>>>>

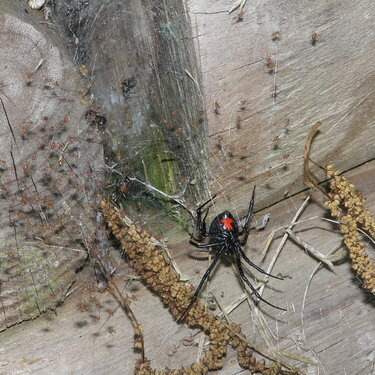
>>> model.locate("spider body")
[178,187,285,320]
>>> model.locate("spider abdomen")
[209,211,238,237]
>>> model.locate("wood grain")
[1,162,375,375]
[0,2,102,330]
[188,0,375,213]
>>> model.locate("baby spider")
[178,187,286,320]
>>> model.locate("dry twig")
[304,122,375,293]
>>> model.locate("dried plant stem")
[101,200,301,375]
[304,123,375,293]
[93,250,145,363]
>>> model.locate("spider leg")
[239,186,255,246]
[190,240,223,249]
[177,244,225,322]
[236,245,284,280]
[235,251,287,311]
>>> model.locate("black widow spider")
[178,186,286,320]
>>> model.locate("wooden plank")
[188,0,375,213]
[0,1,102,330]
[1,162,375,375]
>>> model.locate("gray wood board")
[188,0,375,214]
[0,1,102,330]
[0,162,375,375]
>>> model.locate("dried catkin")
[101,200,298,375]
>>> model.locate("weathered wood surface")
[0,162,375,375]
[51,0,208,212]
[0,1,102,330]
[188,0,375,214]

<<<<

→ **Stated problem**
How many of the lines above contain the string "dried"? Reply with the number only.

→ **Exercise answer**
2